O il lavoro o le mazzette. Prima la richiesta “elegante” poi l’imposizione con la forza. Le estorsioni alle imprese boschive, il desiderio di uccidere l’avvocato Pagliuso e la paura che il loro kil…

Pubblicato il: 03/12/2022 – 17:08
di Alessia Truzzolillo
Reventinum, il “metodo” Scalise per inserirsi nei lavori delle altre ditte

LAMEZIA TERME La zona di influenza della cosca Scalise comprendeva i Comuni di «Decollatura, Soveria, anche Serrastretta, Carlopoli, San Pietro Apostolo, Cicala, nonché Panettieri, Bianchi e Colosimi oltre il confine con il cosentino». La famiglia Scalise lavorava inserendosi nei lavori che venivano presi in appalto da altre ditte. Pino Scalise e i suoi figli «pretendevano di inserirsi anche essi nei lavori oppure richiedevano il pagamento di mazzette. Ad occuparsi del “dialogo” con gli imprenditori e la riscossione delle somme, se ne occupava per lo più Luciano». «Queste richieste erano avanzate prima in modo per così dire “elegante”» ma in caso di rifiuto, gli  Scalise si imponeva piazzando bombe o appiccando incendi ai mezzi delle ditte.
A parlare con la Dda di Catanzaro è Antonio Scalise, 45 anni, figlio del capo cosca Pino e fratello di Luciano Scalise. L’uomo non ha lo status di collaboratore di giustizia e non è sottoposto ad alcun programma di protezione anche se i suoi verbali sono già stati depositati agli atti del processo “Reventinum” che si sta svolgendo, con rito ordinario, davanti al Tribunale di Lamezia Terme. Il nome del procedimento nasce dal nome del monte Reventino, mille metri di altezza alle spalle della Piana di Lamezia Terme dove sono arroccati i comuni montani sui quali gli Scalise, stando al costrutto accusatorio, hanno imperversato per decenni.
La famiglia Scalise – titolare di una ditta di movimento terra – era circondata da soggetti che la informavano «di situazioni di potenziale interesse sul territorio». Tra questa Salvatore Mingoia, dice l’uomo, che incontrava spesso i fratelli Scalise e il padre Pino «per riferire loro, tra le altre cose, di nuovi cantieri avviati sul territorio o di possibili lavori di interesse per la famiglia».
Vengono annoverati una serie di cantieri nei quali gli Scalise si sarebbero “inseriti”: «Il cantiere per la realizzazione della chiesa presso l’ospedale di Soveria Mannelli (2008-2009); il cantiere per la realizzazione del metanodotto (2011-2013) ed il cantiere per la posa dei cavi elettrici a Soveria Mannelli (2000-2001)».

* [ESTRATTO DEI DATI]
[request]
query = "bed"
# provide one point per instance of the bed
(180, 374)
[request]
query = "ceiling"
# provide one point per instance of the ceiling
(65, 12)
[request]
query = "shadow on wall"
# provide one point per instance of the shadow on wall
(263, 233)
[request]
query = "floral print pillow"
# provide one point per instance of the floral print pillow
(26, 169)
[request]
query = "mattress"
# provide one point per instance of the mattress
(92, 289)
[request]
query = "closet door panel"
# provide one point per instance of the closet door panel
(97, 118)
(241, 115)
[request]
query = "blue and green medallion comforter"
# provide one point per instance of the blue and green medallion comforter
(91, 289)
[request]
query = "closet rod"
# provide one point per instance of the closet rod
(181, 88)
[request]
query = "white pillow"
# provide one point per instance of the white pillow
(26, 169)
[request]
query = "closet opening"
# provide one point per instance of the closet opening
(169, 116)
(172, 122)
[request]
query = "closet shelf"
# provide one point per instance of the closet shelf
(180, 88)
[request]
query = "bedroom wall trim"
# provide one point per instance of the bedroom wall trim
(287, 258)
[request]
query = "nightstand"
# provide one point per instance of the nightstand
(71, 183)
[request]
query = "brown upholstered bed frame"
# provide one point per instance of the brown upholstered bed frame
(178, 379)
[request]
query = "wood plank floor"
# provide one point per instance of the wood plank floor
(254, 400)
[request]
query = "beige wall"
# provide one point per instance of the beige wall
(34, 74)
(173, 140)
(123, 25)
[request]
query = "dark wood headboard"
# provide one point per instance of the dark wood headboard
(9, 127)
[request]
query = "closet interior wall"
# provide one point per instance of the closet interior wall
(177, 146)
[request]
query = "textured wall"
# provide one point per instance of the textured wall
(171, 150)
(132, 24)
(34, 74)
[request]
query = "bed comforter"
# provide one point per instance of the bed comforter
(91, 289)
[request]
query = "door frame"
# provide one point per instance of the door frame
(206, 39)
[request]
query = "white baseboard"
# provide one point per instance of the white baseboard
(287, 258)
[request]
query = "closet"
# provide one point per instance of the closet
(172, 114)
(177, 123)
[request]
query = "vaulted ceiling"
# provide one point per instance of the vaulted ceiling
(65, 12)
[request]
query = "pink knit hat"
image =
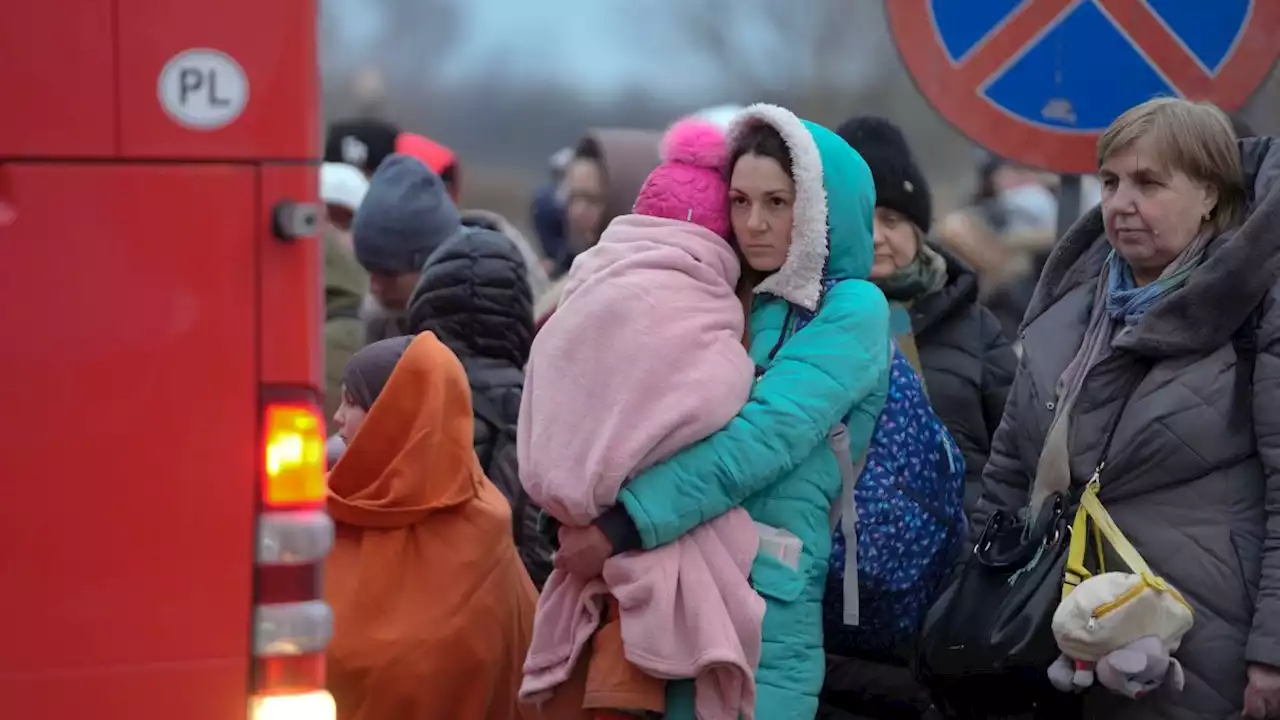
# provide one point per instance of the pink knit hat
(689, 185)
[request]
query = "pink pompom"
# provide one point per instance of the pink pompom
(695, 142)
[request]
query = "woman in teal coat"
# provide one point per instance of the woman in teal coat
(801, 205)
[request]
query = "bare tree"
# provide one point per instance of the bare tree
(764, 46)
(378, 55)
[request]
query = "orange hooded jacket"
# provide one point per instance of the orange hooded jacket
(433, 610)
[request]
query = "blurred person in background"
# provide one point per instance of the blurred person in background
(600, 182)
(1005, 236)
(442, 160)
(474, 296)
(346, 283)
(406, 215)
(956, 346)
(432, 607)
(342, 190)
(362, 142)
(1157, 322)
(548, 214)
(444, 163)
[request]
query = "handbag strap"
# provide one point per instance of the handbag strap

* [COMPITI DA SVOLGERE]
a: Ricopia dall'articolo sulla cosca Scalise il brano che inizia con «LAMEZIA TERME La» e prosegue fino a «mezzi delle ditte.».
b: Scrivi il seguito dell'articolo sulla cosca Scalise a partire dall'ultima frase riportata.

* [RISPOSTE AI COMPITI]
a:
LAMEZIA TERME La zona di influenza della cosca Scalise comprendeva i Comuni di «Decollatura, Soveria, anche Serrastretta, Carlopoli, San Pietro Apostolo, Cicala, nonché Panettieri, Bianchi e Colosimi oltre il confine con il cosentino». La famiglia Scalise lavorava inserendosi nei lavori che venivano presi in appalto da altre ditte. Pino Scalise e i suoi figli «pretendevano di inserirsi anche essi nei lavori oppure richiedevano il pagamento di mazzette. Ad occuparsi del “dialogo” con gli imprenditori e la riscossione delle somme, se ne occupava per lo più Luciano». «Queste richieste erano avanzate prima in modo per così dire “elegante”» ma in caso di rifiuto, gli  Scalise si imponeva piazzando bombe o appiccando incendi ai mezzi delle ditte.

b:
Le mazzette agli imprenditori del taglio boschivo

«La richiesta di mazzette a titolo estorsivo riguardava anche i boscaioli, ovvero gli imprenditori che si occupavano periodicamente del taglio del legname». Il controllo degli Scalise era ormai talmente assodato «che talvolta capitava che erano gli stessi boscaioli a venire ad informarsi per sapere con chi dovevano interfacciarsi per poter lavorare tranquillamente con ciò intendendo a chi dovevano versare la mazzetta a titolo estorsivo».
Ai lavori boschivi era interessato anche Angelo Rotella che più volte avrebbe discusso con Luciano Scalise «di questioni legate ai lavori boschivi; in particolare ricordo che affrontarono questo argomento già durante i funerali di Daniele». Daniele Scalise è uno dei figli del capo cosca Pino Scalise, ucciso in un agguato (i cui esecutori rimangono ignoti) il 28 giugno 2014.
Luciano riusciva a fare entrare «la ditta di Rotella nei lavori che riusciva a prendersi sul territorio».
«Questa situazione, ovvero la pretesa di mazzette sui boscaioli, nonché sugli imprenditori che lavoravano nei cantieri si è protratta quanto meno per 20 anni», fino agli arresti della Dda di Catanzaro con l’operazione Reventinum che hanno condotto in carcere Pino e Luciano Scalise.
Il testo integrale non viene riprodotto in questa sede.